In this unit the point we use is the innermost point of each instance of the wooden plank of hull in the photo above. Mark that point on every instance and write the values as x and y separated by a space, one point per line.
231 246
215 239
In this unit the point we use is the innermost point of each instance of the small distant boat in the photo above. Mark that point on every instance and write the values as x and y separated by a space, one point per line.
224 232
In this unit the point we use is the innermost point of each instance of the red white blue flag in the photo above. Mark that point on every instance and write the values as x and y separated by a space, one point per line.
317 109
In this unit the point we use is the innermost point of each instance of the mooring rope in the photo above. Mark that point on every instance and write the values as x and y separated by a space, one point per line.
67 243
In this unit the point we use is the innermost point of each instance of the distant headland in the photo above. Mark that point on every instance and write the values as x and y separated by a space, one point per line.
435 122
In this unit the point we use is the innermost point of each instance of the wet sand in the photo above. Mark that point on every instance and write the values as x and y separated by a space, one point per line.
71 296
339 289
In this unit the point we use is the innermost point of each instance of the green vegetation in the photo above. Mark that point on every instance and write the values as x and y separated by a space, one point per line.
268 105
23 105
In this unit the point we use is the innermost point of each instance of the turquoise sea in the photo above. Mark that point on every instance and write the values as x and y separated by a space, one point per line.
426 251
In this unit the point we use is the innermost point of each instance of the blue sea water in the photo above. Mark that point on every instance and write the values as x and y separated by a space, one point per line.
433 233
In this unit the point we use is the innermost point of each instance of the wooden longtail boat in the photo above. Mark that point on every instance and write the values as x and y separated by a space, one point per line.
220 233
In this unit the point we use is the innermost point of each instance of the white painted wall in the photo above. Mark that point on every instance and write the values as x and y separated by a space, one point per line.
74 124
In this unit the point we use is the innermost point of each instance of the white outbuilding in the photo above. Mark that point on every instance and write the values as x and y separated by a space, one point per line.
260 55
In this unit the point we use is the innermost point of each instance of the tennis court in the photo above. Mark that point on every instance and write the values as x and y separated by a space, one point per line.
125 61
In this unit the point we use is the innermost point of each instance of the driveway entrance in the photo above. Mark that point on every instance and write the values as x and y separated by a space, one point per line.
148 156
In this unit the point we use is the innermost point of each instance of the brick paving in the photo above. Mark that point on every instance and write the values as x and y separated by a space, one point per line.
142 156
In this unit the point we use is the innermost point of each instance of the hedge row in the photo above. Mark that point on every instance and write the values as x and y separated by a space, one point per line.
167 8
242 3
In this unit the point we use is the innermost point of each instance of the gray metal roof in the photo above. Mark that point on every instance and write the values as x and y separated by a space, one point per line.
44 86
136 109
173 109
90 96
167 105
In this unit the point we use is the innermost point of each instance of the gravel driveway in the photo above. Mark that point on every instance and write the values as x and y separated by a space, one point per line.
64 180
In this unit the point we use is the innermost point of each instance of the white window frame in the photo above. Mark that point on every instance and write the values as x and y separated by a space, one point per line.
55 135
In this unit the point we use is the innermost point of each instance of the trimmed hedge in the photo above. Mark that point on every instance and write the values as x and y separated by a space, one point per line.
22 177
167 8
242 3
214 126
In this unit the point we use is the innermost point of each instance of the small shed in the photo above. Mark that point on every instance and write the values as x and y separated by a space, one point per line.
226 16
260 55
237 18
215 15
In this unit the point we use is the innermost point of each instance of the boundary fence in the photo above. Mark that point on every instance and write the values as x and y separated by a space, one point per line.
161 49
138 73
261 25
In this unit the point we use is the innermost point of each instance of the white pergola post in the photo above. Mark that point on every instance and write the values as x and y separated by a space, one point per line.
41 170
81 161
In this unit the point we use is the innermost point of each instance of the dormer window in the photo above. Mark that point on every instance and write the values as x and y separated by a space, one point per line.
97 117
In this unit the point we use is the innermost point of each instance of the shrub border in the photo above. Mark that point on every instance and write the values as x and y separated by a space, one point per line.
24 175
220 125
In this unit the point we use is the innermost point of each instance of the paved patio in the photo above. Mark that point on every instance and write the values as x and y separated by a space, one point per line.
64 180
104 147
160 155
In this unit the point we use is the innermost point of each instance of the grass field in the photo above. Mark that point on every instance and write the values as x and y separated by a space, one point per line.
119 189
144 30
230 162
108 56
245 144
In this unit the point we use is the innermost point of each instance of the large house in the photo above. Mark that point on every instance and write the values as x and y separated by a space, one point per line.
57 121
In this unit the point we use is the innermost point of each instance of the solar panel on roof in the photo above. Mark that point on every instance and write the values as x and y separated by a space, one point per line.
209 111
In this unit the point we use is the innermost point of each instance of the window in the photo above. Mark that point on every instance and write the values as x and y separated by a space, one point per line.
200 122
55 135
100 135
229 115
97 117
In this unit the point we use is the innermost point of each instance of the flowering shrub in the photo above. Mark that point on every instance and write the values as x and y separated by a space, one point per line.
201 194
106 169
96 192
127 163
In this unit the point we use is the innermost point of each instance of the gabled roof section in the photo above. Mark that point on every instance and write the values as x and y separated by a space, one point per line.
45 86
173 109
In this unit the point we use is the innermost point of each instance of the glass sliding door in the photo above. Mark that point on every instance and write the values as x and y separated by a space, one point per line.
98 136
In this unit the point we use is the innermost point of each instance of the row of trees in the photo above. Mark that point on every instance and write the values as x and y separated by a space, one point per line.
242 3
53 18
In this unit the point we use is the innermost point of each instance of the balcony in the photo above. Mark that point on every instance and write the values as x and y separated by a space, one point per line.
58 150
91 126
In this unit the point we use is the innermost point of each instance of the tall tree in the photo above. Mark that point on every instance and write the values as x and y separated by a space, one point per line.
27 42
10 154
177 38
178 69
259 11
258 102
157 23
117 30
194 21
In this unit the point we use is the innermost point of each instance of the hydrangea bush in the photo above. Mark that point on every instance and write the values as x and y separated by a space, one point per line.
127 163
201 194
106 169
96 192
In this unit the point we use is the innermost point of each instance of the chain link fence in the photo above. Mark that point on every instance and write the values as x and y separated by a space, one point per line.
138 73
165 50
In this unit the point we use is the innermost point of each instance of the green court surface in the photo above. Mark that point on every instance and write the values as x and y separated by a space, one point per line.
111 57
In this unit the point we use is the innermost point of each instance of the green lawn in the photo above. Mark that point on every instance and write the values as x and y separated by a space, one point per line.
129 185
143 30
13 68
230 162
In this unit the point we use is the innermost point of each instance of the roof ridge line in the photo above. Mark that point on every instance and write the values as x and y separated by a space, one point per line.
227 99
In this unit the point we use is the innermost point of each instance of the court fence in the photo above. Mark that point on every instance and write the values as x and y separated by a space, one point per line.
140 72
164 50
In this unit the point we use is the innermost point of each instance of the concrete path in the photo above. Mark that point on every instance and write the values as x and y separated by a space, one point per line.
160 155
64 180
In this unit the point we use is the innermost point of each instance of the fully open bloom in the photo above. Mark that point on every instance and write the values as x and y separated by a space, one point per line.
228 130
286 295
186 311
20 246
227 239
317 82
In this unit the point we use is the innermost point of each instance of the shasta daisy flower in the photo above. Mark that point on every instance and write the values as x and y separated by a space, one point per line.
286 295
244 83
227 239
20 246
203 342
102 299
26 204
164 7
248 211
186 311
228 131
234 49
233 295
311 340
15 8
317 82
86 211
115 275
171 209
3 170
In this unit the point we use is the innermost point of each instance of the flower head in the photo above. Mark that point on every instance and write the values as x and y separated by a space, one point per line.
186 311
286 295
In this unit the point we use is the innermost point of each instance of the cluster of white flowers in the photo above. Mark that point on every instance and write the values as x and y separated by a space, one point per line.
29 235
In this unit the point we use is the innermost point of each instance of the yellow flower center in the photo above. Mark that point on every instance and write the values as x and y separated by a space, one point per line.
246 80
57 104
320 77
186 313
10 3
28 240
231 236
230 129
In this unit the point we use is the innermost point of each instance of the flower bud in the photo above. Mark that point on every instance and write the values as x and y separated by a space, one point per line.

========

__What to work on__:
Each line of the material above needs to be quoted exactly, please.

__Answer in full__:
In this unit the point we use is the innermost point of each instance of the wooden plank of hull in the photo above. Mark that point on every instance and write the values as x and y separated by a space, one point per line.
231 246
215 239
In this unit the point we use is the innermost point of each instance of the small distant boat in the photo above. Mark that point on every instance and write the values as x and y separated by a space, one point per line.
224 232
In this unit the point we use is the innermost point of each instance of the red white blue flag in the photo above. Mark that point on every instance and write the values as x and y separated by a space, one point per line.
317 109
In this unit the point we use is the innermost point of each instance of the mooring rope in the photo above. Mark that point on every instance and write the values as x and y separated by a space, one point per line.
67 243
In this unit the point we use is the innermost point of each instance of the distant headland in the photo above. Mark that point on every instance and write the values as x and y separated by a space, one point per line.
435 122
In this unit the point we use is the innermost point of each instance of the wet sand in the photo above. Mark that point on every instance and write the values as x and y separated by a space, one point per line.
71 296
339 289
In this unit the point we use is the innermost point of each instance of the green vegetation in the photo above. Mark that point on every instance and write the values as x and y separated by a space, one point per line.
268 105
23 105
In this unit the point we use is the innermost point of each instance of the turquoise sea in the photo above. Mark that point on every instance and write the values as x and y separated by a space, one point per line.
426 251
In this unit the point we use is the innermost point of each instance of the blue sea water in the photo above. Mark that point on every instance and write the values as x and y separated by a space, one point per line.
433 233
In this unit the point we use is the innermost point of each instance of the wooden longtail boat in the photo above. Mark that point on every instance and write the values as x and y separated by a space, one point per line.
220 233
In this unit the point we use is the innermost point of each instance of the white painted wall in the photo above. Mark that point on every instance and write the values as x and y separated by a space, one point per line.
74 124
In this unit the point we use is the innermost point of each instance of the white outbuilding in the photo above. Mark that point on every instance and write the values as x and y separated by a space, one point per line.
260 55
In this unit the point we use is the innermost point of each instance of the tennis court in the photo above. Mark that point on every instance and write the values as x and y separated by a space, one point per line.
125 61
In this unit the point we use is the innermost point of each instance of the driveway entrance in the photo above. Mark that point on every instance and write the values as x and y separated by a space, one point per line.
148 156
In this unit the point we use is the innermost point of each instance of the brick paving in the photo above. Mark that point on every instance and write the values as x and y separated by a space, one point per line.
142 156
In this unit the point we use is the innermost point of each instance of the hedge row in the photo above. Mark that point on every instance and write the values as x and y separated by a space, one point per line.
167 8
242 3
In this unit the point we use is the innermost point of each instance of the gray metal roof in the photo above. Mark that point on every instance and write the values as x and y separated by a space, one point per line.
44 86
136 109
173 109
90 96
167 105
In this unit the point we use is the innermost point of each instance of the gravel driveway in the photo above. Mark that point on every instance and write the values as x and y separated by a space, one point per line.
64 180
In this unit the point we use is the innermost point of each instance of the white window frame in the photo above. Mark that point on every instance and write the values as x and y separated by a space, one point per line.
55 135
In this unit the point we use is the innermost point of each instance of the trimmed hedge in the photo above. Mark that point on every instance and write the values as x and y separated by a space, one point per line.
22 177
167 8
242 3
214 126
In this unit the point we use is the innermost point of each instance of the small shed in the photo above. Mark that point on every instance and write the values as x and y separated by a space, one point per line.
226 16
260 55
237 18
215 15
In this unit the point we use is the innermost point of each instance of the boundary fence in the photo above. Mark that point on every instance and write the values as x and y separated by a space, one point per line.
161 49
138 73
261 25
In this unit the point we use is the innermost point of each instance of the white pergola post in the photo above. Mark that point on every instance and write the values as x and y separated by a space, one point per line.
41 170
81 161
In this unit the point we use is the innermost point of each instance of the dormer window in the photo above. Mark that point on every instance and write the values as x and y separated by a space, one point per line.
97 117
In this unit the point we use is the innermost point of each instance of the shrub border in the photo above. Mark that point on every instance and write the values as x and y separated by a space, one point per line.
24 175
220 125
In this unit the point we use is the innermost point of each instance of the paved patio in the photo above. Mark that point on every instance and write the values as x and y separated by a space, one point per line.
64 180
104 147
160 155
In this unit the point we use is the innermost point of each instance of the grass field in the photo above. Mark that point on every instance and write the values as x and y separated by a space, one point per line.
119 189
144 30
230 162
108 56
245 144
In this unit the point we use is the innermost point of each instance of the large house in the photo above. Mark that point on every instance and write the values as x and y separated by a space, one point per line.
57 121
In this unit the point we use is the innermost point of each instance of the solar panel on roof in the photo above. Mark that point on every instance and write the values as x and y separated by a space, one point per line.
209 111
In this unit the point we use is the innermost point of each instance of the window in the photo above. Mark that point on every instance and write the values as x and y separated by a space, one point per line.
200 122
55 135
100 135
229 115
97 117
In this unit the point we use is the innermost point of each instance of the flowering shrub in the photo above. Mark that point on every instance and write the values as x and y separated by a space, one point per line.
201 194
106 169
96 192
127 163
In this unit the point we use is the innermost point of each instance of the gabled roof section in the photo above. Mark that point on every instance and write the values as x and y separated by a space, one point per line.
45 86
173 109
In this unit the point we use is the innermost point of each instance of the glass sliding door in the photo above. Mark that point on every instance and write the values as x and y separated by a space, one point per line.
98 136
In this unit the point we use is the innermost point of each instance of the row of trees in the photo above. Mark that point on every instance and write the values as x and y separated by a space, one point per line.
242 3
53 18
In this unit the point we use is the innermost point of each instance of the balcony in the photo above. Mark that point on every instance and write the values as x and y separated by a space, one point per line.
58 150
91 126
In this unit the point we use is the innermost point of each instance of the tall tree in the photo above. Mark that point on every instance and write the values as x and y separated by a space, one point per line.
27 42
10 154
177 38
178 69
259 11
258 102
157 23
117 30
194 21
In this unit the point we use is the innermost point of each instance of the hydrangea bush in the photo above. Mark that point on every instance and write the values as x and y separated by a space, one point per line.
127 163
201 194
106 169
96 192
In this unit the point we use is the innermost point of each instance of the chain link fence in the photo above. Mark that point on every instance and write the values as x and y separated by a space, one point per line.
138 73
165 50
In this unit the point we use is the innermost point of each instance of the green court surface in the photo above. Mark that point on every instance and write the values as x and y separated by a space, one point per line.
111 57
In this unit the point we use is the innermost point of each instance of the green lawn in the photo above. Mark that point on every instance and write the values as x and y separated by a space, one point per line.
129 185
143 30
13 68
230 162
In this unit the point we use is the innermost point of each instance of the roof ridge line in the photo above. Mark that point on every instance and write the values as x and y separated by a space, one point per line.
227 99
In this unit the point we use is the innermost point of each instance of the court fence in the photo above. Mark that point on every instance and write the values as x and y separated by a space, one point per line.
140 72
164 50
In this unit the point we use is the innermost point of each instance of the concrete path in the photo above. Mark that point on every instance and write the values as x and y separated by a space, one point per line.
160 155
64 180
In this unit the point we use is the innermost point of each instance of the fully open bloom in the photo above. Mark that point on every instance and write the values as x and y separated by a space, one point per line.
228 130
286 295
186 311
20 246
227 239
317 82
In this unit the point we use is the innermost point of each instance of the shasta daisy flower in the photo above. Mark that point on every instance and write the values as x and y separated by a space, one point per line.
286 295
244 83
227 239
20 246
203 342
102 299
26 204
164 7
248 211
186 311
228 131
234 49
233 295
311 340
15 8
317 82
86 211
115 275
171 209
3 170
In this unit the point we use is the innermost point of each instance of the flower head in the photo above. Mark that point on every instance and write the values as x and y separated by a space, one point per line.
186 311
286 295
In this unit the point we use is the innermost point of each instance of the cluster of white flowers in the photo above. Mark that point on every instance and write the values as x and y separated by a space, one point per line.
29 235
In this unit the point we use is the innermost point of each instance of the yellow flower center in the photo above. Mark that point on every instance and write the values as x and y separated by a space, one point per line.
246 80
57 104
320 77
186 313
10 3
28 240
231 236
230 129
In this unit the point we use is the innermost point of each instance of the flower bud in the photo above. Mark that point on every instance and write the values as x and y separated by a space, one point per line.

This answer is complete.